# AIM OF THE TASK
Output all of the records exactly, word for word.

# DATA TO PROCESS
◇ ◇ ◇
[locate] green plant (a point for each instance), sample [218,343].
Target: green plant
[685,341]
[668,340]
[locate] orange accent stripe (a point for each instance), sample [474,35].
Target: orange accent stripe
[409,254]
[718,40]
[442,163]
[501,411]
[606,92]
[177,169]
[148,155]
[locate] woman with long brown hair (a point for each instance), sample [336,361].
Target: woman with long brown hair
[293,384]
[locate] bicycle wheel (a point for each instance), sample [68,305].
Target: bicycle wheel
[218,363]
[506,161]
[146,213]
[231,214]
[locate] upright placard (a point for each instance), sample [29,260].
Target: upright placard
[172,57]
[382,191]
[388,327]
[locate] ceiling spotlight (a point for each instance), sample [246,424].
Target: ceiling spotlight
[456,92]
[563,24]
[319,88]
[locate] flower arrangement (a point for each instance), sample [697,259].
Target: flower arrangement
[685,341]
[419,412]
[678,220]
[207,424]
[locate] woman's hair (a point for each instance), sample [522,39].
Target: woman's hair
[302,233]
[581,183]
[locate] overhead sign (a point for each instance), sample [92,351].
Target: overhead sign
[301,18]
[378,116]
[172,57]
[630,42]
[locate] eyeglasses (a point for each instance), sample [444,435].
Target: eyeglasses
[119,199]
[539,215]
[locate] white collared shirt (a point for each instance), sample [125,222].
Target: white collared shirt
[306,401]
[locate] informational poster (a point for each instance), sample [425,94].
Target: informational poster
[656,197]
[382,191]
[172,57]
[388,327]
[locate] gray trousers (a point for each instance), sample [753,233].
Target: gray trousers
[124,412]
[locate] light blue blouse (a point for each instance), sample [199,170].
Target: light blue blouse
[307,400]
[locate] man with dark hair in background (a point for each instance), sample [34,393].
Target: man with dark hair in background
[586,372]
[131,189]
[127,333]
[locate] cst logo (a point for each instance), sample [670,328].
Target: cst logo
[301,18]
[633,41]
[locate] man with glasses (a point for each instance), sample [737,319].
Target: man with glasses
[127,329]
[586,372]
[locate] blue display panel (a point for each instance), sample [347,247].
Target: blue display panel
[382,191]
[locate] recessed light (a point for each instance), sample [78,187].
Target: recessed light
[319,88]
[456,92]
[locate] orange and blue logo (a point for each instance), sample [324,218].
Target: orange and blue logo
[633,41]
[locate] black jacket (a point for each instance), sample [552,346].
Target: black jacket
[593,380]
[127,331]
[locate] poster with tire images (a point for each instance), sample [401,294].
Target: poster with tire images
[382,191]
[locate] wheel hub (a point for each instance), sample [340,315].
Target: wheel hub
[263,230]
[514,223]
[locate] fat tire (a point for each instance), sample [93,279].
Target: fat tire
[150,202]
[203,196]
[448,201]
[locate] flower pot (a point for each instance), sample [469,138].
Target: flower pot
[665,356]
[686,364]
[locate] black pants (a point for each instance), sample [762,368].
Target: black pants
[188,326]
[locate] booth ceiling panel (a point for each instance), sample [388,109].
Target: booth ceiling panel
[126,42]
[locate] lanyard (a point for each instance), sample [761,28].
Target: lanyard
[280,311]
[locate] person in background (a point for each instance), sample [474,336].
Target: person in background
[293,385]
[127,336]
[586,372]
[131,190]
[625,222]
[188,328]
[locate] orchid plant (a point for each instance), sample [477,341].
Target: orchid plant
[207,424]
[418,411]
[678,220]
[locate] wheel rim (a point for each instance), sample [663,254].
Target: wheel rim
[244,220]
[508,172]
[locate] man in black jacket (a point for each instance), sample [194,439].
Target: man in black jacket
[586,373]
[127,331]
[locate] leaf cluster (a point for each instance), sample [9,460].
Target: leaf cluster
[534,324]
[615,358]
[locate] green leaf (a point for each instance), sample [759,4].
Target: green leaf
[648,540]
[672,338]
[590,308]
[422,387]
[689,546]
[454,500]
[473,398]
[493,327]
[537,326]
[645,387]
◇ ◇ ◇
# EXPECTED OUTPUT
[locate] green plant (a point for each instance), sample [218,343].
Target: green plant
[685,341]
[668,340]
[locate] orange accent stripe (a point for each instance), sample [474,35].
Target: orange accent stripe
[409,254]
[718,40]
[442,163]
[501,411]
[606,92]
[177,169]
[148,155]
[locate] woman with long brown hair (a point for each instance), sample [336,361].
Target: woman with long brown hair
[293,384]
[locate] bicycle wheel (a point for each instance), sample [68,305].
Target: bicycle wheel
[218,363]
[506,161]
[146,213]
[231,214]
[locate] upright placard (a point for each instance), sample [29,260].
Target: upright placard
[172,57]
[382,191]
[388,327]
[locate] ceiling spotlight (a point for each instance), sample [246,424].
Target: ceiling spotlight
[456,92]
[563,24]
[319,88]
[locate] flower arrangement (a point for each instance), sample [697,259].
Target: flower arrangement
[685,341]
[419,412]
[678,220]
[207,424]
[locate] woman's hair (a point for each instance), sample [522,39].
Target: woman's hair
[302,233]
[581,183]
[locate] overhead sign (a point for each instance), sample [92,351].
Target: overhead sign
[301,18]
[378,116]
[172,57]
[630,42]
[locate] eyeglasses (a point for each instance), sample [444,435].
Target: eyeglasses
[119,199]
[539,215]
[locate] white collared shirt (a point for each instance), sample [125,222].
Target: white collared shirt
[306,401]
[locate] informational poster (a point for each instance), sample [425,94].
Target: informational poster
[656,197]
[382,191]
[172,57]
[388,327]
[locate] gray trousers (a point for each instance), sample [753,233].
Target: gray trousers
[124,412]
[locate] light blue blouse (a point for each instance), sample [199,170].
Target: light blue blouse
[307,400]
[locate] man with dark hair in background (a point for each instance), sample [34,393].
Target: man with dark hair in background
[586,372]
[131,189]
[127,333]
[locate] cst logo (a point for each instance), sample [670,328].
Target: cst logo
[301,18]
[633,41]
[locate] man with glasses (a point for each instance), sample [737,319].
Target: man with glasses
[127,329]
[586,372]
[locate] blue display panel (a point for each instance), sample [347,247].
Target: blue display panel
[382,191]
[locate] recessed light (a point for each instance), sample [78,187].
Target: recessed light
[319,88]
[456,92]
[locate] orange and blue logo (a point for each instance), sample [324,218].
Target: orange and blue logo
[633,41]
[locate] black jacket (a point for each instance), sample [552,346].
Target: black jacket
[593,380]
[127,331]
[locate] poster with tire images (a point for each instance), sample [401,294].
Target: poster with tire images
[382,191]
[locate] wheel hub (a point for each instance), sample [340,315].
Target: wheel hub
[263,230]
[514,223]
[locate] fat tire (a point for each instance), sample [93,279].
Target: fat tire
[150,202]
[203,196]
[448,201]
[locate] flower pot (a point for each instance), sample [469,138].
Target: flower pot
[665,356]
[686,364]
[locate] black pants (a point for each instance), sample [762,368].
Target: black pants
[188,326]
[locate] booth ceiling panel (a point for each instance), sample [388,109].
Target: booth ceiling panel
[126,42]
[locate] lanyard (a point for each instance), sample [761,28].
Target: lanyard
[280,311]
[locate] person in background (a point for each instance), sample [474,336].
Target: person in background
[293,385]
[127,336]
[586,372]
[131,190]
[625,222]
[188,328]
[locate] orchid plant (a point for each instance), sample [477,341].
Target: orchid plant
[207,424]
[418,411]
[678,220]
[locate] wheel rim (a point for each instance), sample [663,254].
Target: wheel rim
[244,220]
[508,172]
[locate] man in black jacket (a point for each instance), sample [194,439].
Target: man in black jacket
[586,373]
[127,331]
[locate] leaf cluster (a point for each instance), sample [9,460].
Target: leaf cluster
[534,324]
[615,358]
[locate] green leaf (a point for each instance), sample [759,4].
Target: green leaf
[648,540]
[672,338]
[590,308]
[422,387]
[689,546]
[454,500]
[473,398]
[493,327]
[537,326]
[645,387]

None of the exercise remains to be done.